▶ [Work required]: Beginning with the line containing "the black leather" and ending with the last line of the records, set down every line exactly.

── Raw records ──

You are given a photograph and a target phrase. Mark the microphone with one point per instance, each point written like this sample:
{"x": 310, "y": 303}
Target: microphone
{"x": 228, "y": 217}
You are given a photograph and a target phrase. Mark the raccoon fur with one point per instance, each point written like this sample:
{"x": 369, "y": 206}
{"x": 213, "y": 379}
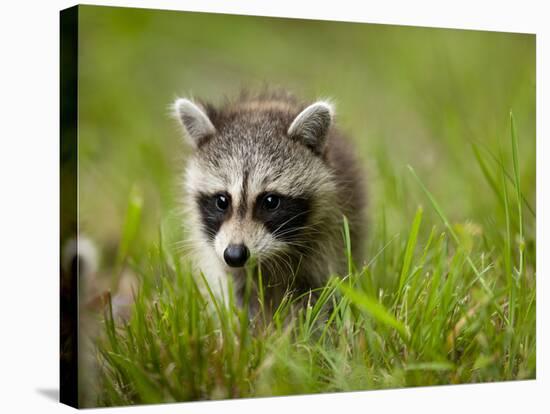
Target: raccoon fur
{"x": 269, "y": 182}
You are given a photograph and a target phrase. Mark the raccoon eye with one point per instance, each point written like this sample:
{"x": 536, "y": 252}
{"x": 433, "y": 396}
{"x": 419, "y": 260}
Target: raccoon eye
{"x": 271, "y": 202}
{"x": 222, "y": 202}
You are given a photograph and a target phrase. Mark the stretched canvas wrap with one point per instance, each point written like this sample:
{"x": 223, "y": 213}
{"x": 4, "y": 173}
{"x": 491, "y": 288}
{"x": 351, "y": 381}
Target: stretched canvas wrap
{"x": 255, "y": 207}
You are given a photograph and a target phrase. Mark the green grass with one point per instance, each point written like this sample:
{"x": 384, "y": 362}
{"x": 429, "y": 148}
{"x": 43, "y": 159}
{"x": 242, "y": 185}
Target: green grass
{"x": 451, "y": 304}
{"x": 447, "y": 290}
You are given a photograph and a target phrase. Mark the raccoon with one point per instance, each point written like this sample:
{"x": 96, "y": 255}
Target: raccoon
{"x": 268, "y": 183}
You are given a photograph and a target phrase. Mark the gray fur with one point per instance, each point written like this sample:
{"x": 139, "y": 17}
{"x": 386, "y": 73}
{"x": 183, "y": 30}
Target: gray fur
{"x": 273, "y": 143}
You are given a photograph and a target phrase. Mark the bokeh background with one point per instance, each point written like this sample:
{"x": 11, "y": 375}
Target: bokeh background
{"x": 405, "y": 95}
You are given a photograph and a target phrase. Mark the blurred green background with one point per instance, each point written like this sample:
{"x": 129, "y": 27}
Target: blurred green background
{"x": 405, "y": 95}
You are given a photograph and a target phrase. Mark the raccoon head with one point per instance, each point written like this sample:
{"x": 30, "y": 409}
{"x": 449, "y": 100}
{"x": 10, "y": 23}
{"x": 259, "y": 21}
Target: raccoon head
{"x": 257, "y": 181}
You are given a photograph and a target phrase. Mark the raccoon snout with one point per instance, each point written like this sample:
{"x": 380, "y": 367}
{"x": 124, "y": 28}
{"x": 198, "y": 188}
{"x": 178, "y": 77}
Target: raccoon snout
{"x": 236, "y": 255}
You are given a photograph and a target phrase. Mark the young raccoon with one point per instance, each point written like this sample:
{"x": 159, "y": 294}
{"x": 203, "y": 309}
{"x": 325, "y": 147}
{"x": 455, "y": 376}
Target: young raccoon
{"x": 271, "y": 179}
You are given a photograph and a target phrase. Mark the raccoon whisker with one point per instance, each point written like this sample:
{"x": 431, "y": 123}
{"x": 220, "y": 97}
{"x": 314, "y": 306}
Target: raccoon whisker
{"x": 289, "y": 220}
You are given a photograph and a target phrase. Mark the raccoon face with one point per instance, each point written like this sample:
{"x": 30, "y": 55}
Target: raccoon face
{"x": 256, "y": 182}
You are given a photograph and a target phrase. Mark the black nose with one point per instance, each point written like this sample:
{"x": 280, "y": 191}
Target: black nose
{"x": 236, "y": 255}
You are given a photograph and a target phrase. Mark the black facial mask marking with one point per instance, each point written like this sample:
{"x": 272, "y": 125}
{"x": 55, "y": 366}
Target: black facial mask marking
{"x": 211, "y": 216}
{"x": 285, "y": 221}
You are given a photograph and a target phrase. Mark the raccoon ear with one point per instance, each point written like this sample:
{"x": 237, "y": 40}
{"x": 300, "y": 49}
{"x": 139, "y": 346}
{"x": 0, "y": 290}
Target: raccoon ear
{"x": 311, "y": 126}
{"x": 194, "y": 120}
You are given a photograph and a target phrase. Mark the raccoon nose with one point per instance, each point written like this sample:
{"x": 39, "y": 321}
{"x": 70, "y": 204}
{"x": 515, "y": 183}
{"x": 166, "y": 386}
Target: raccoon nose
{"x": 236, "y": 255}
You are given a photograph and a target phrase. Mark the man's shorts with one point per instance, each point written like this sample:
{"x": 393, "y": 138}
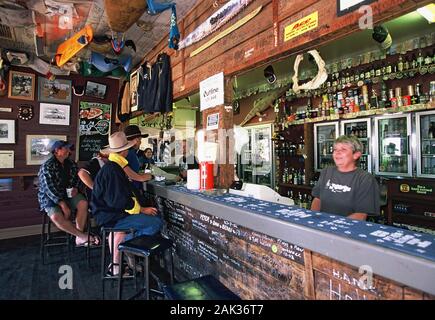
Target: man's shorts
{"x": 72, "y": 203}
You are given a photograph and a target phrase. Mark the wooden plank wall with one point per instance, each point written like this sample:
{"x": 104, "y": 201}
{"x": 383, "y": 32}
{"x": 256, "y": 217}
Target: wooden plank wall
{"x": 257, "y": 266}
{"x": 19, "y": 207}
{"x": 261, "y": 40}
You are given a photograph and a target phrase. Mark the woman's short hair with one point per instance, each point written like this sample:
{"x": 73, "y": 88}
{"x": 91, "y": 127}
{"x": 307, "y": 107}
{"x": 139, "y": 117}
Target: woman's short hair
{"x": 353, "y": 141}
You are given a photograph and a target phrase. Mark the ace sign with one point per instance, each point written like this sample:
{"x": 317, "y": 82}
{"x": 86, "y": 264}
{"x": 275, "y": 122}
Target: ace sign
{"x": 212, "y": 91}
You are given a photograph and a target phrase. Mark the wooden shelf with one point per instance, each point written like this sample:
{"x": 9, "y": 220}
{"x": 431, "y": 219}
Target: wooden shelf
{"x": 365, "y": 113}
{"x": 296, "y": 186}
{"x": 12, "y": 175}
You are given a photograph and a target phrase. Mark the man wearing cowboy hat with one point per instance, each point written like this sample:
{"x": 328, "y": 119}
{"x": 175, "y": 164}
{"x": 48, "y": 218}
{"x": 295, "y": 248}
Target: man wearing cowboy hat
{"x": 113, "y": 197}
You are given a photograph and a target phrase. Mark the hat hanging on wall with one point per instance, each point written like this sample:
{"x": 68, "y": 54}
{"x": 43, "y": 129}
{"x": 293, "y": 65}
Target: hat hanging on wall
{"x": 25, "y": 112}
{"x": 269, "y": 74}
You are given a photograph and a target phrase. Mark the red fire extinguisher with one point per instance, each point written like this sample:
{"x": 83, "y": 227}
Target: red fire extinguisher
{"x": 206, "y": 176}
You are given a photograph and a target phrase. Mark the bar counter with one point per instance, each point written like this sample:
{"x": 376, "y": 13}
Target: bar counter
{"x": 263, "y": 250}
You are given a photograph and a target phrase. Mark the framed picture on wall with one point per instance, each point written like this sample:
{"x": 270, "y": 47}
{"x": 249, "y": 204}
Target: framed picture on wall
{"x": 7, "y": 131}
{"x": 21, "y": 85}
{"x": 38, "y": 147}
{"x": 96, "y": 90}
{"x": 55, "y": 114}
{"x": 134, "y": 83}
{"x": 58, "y": 90}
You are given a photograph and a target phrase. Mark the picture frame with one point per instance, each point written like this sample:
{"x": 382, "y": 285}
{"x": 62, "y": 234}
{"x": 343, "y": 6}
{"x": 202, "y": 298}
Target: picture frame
{"x": 134, "y": 83}
{"x": 7, "y": 131}
{"x": 95, "y": 89}
{"x": 21, "y": 85}
{"x": 54, "y": 114}
{"x": 38, "y": 147}
{"x": 55, "y": 91}
{"x": 347, "y": 6}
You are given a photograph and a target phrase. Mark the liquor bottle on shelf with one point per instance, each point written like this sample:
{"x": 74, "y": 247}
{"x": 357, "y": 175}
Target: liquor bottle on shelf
{"x": 398, "y": 92}
{"x": 417, "y": 93}
{"x": 374, "y": 100}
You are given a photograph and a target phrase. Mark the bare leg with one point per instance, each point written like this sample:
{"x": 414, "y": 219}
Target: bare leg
{"x": 119, "y": 237}
{"x": 67, "y": 226}
{"x": 82, "y": 214}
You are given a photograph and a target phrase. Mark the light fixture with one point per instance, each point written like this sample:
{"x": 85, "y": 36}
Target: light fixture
{"x": 428, "y": 12}
{"x": 269, "y": 74}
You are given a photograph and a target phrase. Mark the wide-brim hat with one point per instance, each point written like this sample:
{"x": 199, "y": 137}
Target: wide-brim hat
{"x": 118, "y": 142}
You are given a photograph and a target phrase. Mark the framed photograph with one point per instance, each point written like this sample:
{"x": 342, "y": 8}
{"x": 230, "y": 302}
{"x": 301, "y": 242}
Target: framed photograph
{"x": 55, "y": 114}
{"x": 6, "y": 184}
{"x": 134, "y": 83}
{"x": 21, "y": 85}
{"x": 38, "y": 147}
{"x": 346, "y": 6}
{"x": 7, "y": 131}
{"x": 57, "y": 91}
{"x": 96, "y": 90}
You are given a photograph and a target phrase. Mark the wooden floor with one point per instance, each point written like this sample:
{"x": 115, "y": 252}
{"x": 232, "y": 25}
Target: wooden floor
{"x": 23, "y": 276}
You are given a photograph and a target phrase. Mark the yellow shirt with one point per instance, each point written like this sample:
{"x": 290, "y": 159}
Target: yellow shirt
{"x": 115, "y": 157}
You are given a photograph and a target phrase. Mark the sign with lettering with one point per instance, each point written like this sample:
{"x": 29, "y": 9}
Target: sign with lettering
{"x": 94, "y": 128}
{"x": 418, "y": 189}
{"x": 211, "y": 91}
{"x": 301, "y": 26}
{"x": 212, "y": 121}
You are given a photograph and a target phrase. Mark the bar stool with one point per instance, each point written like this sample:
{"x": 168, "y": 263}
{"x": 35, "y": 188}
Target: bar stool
{"x": 105, "y": 269}
{"x": 203, "y": 288}
{"x": 146, "y": 247}
{"x": 49, "y": 240}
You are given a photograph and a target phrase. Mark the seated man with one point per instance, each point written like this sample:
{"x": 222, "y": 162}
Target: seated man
{"x": 113, "y": 201}
{"x": 56, "y": 175}
{"x": 187, "y": 161}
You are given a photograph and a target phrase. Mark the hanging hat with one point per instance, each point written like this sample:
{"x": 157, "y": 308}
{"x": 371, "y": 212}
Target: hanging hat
{"x": 118, "y": 142}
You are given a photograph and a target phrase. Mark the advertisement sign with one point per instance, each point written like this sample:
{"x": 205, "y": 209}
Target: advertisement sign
{"x": 211, "y": 91}
{"x": 301, "y": 26}
{"x": 94, "y": 128}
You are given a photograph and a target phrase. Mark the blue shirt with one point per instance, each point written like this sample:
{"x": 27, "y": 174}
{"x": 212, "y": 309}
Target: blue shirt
{"x": 134, "y": 164}
{"x": 54, "y": 178}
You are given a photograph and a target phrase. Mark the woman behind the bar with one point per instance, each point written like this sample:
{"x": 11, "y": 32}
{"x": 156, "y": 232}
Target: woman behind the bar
{"x": 345, "y": 189}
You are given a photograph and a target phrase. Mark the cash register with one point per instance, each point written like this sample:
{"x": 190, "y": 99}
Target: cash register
{"x": 259, "y": 192}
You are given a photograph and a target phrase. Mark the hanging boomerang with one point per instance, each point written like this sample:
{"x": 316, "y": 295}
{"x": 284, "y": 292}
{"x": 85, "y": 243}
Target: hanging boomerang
{"x": 73, "y": 45}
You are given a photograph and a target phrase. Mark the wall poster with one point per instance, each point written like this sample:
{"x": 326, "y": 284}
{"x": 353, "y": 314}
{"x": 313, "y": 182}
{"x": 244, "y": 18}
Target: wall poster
{"x": 94, "y": 128}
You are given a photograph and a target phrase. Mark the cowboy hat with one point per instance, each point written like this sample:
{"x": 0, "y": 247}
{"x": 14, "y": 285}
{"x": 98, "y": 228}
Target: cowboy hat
{"x": 117, "y": 143}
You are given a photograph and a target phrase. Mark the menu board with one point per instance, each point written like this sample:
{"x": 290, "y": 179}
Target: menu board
{"x": 94, "y": 128}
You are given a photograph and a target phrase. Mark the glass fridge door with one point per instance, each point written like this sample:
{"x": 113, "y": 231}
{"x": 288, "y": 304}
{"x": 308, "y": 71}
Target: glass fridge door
{"x": 393, "y": 154}
{"x": 426, "y": 144}
{"x": 262, "y": 155}
{"x": 324, "y": 137}
{"x": 245, "y": 161}
{"x": 360, "y": 128}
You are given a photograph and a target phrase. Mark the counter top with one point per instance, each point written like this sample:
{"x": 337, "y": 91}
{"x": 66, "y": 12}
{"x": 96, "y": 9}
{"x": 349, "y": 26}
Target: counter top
{"x": 401, "y": 255}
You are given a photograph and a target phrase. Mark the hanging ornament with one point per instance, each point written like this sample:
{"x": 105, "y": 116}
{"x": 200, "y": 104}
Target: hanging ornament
{"x": 25, "y": 112}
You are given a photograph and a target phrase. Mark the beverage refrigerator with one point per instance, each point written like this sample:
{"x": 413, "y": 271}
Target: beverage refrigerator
{"x": 324, "y": 137}
{"x": 256, "y": 162}
{"x": 425, "y": 134}
{"x": 362, "y": 129}
{"x": 392, "y": 149}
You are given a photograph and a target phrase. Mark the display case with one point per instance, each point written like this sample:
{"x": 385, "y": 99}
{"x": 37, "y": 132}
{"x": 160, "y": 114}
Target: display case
{"x": 392, "y": 152}
{"x": 255, "y": 164}
{"x": 324, "y": 137}
{"x": 361, "y": 128}
{"x": 425, "y": 131}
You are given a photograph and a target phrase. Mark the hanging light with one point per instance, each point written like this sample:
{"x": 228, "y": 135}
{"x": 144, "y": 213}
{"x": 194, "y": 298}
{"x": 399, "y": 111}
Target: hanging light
{"x": 428, "y": 12}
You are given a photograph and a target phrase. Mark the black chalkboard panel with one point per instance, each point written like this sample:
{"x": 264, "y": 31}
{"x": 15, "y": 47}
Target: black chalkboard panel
{"x": 94, "y": 128}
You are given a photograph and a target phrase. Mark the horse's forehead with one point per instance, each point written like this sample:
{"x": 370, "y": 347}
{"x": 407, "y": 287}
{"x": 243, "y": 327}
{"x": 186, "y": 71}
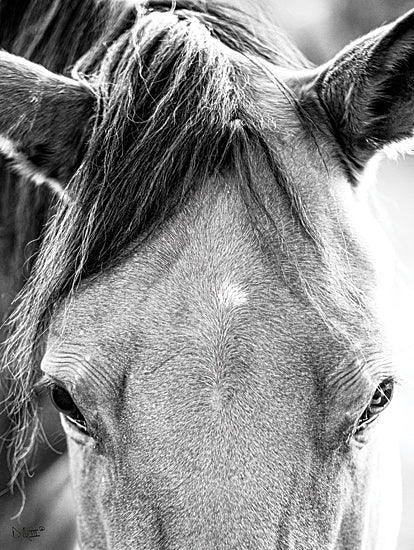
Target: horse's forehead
{"x": 204, "y": 288}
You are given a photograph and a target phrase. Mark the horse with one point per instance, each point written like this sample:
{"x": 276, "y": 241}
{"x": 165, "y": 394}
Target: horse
{"x": 204, "y": 300}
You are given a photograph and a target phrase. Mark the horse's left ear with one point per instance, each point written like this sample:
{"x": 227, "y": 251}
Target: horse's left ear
{"x": 45, "y": 119}
{"x": 367, "y": 91}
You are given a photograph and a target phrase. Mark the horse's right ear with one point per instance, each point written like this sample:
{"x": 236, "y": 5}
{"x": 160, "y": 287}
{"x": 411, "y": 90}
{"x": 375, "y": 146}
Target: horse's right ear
{"x": 44, "y": 120}
{"x": 367, "y": 91}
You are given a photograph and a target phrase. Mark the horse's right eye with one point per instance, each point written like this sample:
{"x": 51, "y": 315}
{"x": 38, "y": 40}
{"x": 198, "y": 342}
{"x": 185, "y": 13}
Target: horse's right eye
{"x": 64, "y": 403}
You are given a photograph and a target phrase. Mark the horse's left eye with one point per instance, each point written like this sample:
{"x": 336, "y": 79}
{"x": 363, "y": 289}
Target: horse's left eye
{"x": 64, "y": 403}
{"x": 380, "y": 400}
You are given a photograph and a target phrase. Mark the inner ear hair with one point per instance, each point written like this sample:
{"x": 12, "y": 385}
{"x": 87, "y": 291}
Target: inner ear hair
{"x": 45, "y": 120}
{"x": 367, "y": 91}
{"x": 24, "y": 167}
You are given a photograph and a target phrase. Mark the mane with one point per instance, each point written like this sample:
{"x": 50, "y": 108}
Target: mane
{"x": 173, "y": 113}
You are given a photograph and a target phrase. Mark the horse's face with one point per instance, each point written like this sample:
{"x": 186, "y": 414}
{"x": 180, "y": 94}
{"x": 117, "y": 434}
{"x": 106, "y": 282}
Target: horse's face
{"x": 220, "y": 407}
{"x": 221, "y": 386}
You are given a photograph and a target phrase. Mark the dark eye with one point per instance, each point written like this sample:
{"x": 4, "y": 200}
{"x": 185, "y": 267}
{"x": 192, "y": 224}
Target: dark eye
{"x": 380, "y": 400}
{"x": 65, "y": 404}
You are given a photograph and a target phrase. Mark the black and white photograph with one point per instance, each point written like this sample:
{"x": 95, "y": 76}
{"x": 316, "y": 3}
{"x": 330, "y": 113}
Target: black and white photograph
{"x": 206, "y": 275}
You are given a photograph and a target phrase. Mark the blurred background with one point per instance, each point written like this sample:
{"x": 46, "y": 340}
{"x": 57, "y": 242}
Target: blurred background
{"x": 320, "y": 28}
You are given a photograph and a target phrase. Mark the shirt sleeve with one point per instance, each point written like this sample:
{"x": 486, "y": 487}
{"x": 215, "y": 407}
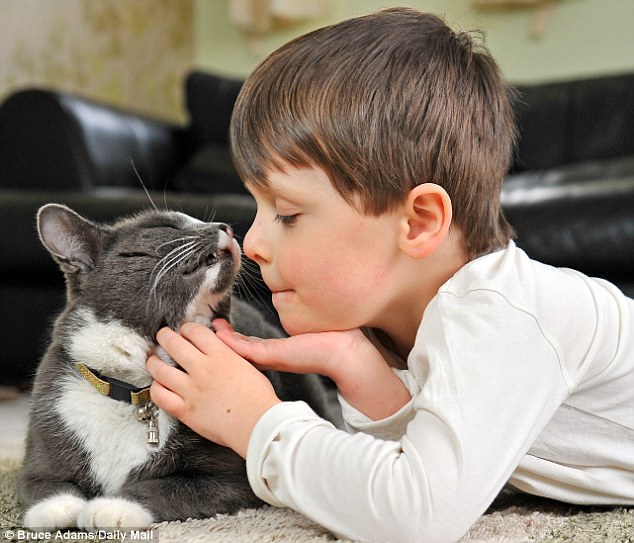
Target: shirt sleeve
{"x": 485, "y": 393}
{"x": 390, "y": 428}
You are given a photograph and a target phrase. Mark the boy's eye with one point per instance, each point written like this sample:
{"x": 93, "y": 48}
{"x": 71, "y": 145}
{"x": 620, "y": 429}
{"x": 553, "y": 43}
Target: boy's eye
{"x": 286, "y": 220}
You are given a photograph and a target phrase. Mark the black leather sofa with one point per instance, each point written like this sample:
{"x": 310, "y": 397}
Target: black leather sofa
{"x": 570, "y": 194}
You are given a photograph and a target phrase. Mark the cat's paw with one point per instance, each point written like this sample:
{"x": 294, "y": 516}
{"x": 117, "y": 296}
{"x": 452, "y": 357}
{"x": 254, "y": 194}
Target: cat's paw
{"x": 58, "y": 511}
{"x": 109, "y": 513}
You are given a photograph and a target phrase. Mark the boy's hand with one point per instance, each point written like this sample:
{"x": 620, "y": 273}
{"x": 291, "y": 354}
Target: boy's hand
{"x": 219, "y": 395}
{"x": 360, "y": 372}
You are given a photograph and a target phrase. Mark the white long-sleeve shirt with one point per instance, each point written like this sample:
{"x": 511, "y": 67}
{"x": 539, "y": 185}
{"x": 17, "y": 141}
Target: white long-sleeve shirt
{"x": 520, "y": 372}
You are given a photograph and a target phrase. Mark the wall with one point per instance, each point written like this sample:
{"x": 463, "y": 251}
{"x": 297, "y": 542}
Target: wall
{"x": 132, "y": 53}
{"x": 581, "y": 37}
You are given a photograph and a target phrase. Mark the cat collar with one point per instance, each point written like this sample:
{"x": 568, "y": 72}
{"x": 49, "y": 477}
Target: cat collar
{"x": 113, "y": 388}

───

▶ [Result]:
You are given a photograph and a target phrase. Mark the black leather sofa with one point per instance, each point written like this sample:
{"x": 310, "y": 397}
Target: black leather sofa
{"x": 570, "y": 194}
You are given a photograph and a target phrase. Mark the cat's paw with one point per instance, each point written like this sample:
{"x": 294, "y": 516}
{"x": 117, "y": 296}
{"x": 452, "y": 357}
{"x": 254, "y": 194}
Target: cat's paw
{"x": 58, "y": 511}
{"x": 109, "y": 513}
You are given a photograph and a target phrase. Mark the boy's hand with one point per instance, each point written like this sample:
{"x": 620, "y": 273}
{"x": 291, "y": 354}
Target: boy's hand
{"x": 219, "y": 395}
{"x": 360, "y": 372}
You are given a photograph and a target phrase. Mark the white long-sleeve shirt with one point per instance, each point written like this sample:
{"x": 511, "y": 67}
{"x": 539, "y": 185}
{"x": 17, "y": 141}
Target: white long-sleeve shirt
{"x": 520, "y": 372}
You are given a photograph and a target phrase. Mark the wall with one point per instance, each point written like this sample:
{"x": 463, "y": 251}
{"x": 297, "y": 542}
Target: wall
{"x": 132, "y": 53}
{"x": 581, "y": 37}
You are given a photograph and a target phrase. Mark the cat collar with one point per instance, each point written like this sample:
{"x": 568, "y": 72}
{"x": 49, "y": 477}
Target: cat collar
{"x": 113, "y": 388}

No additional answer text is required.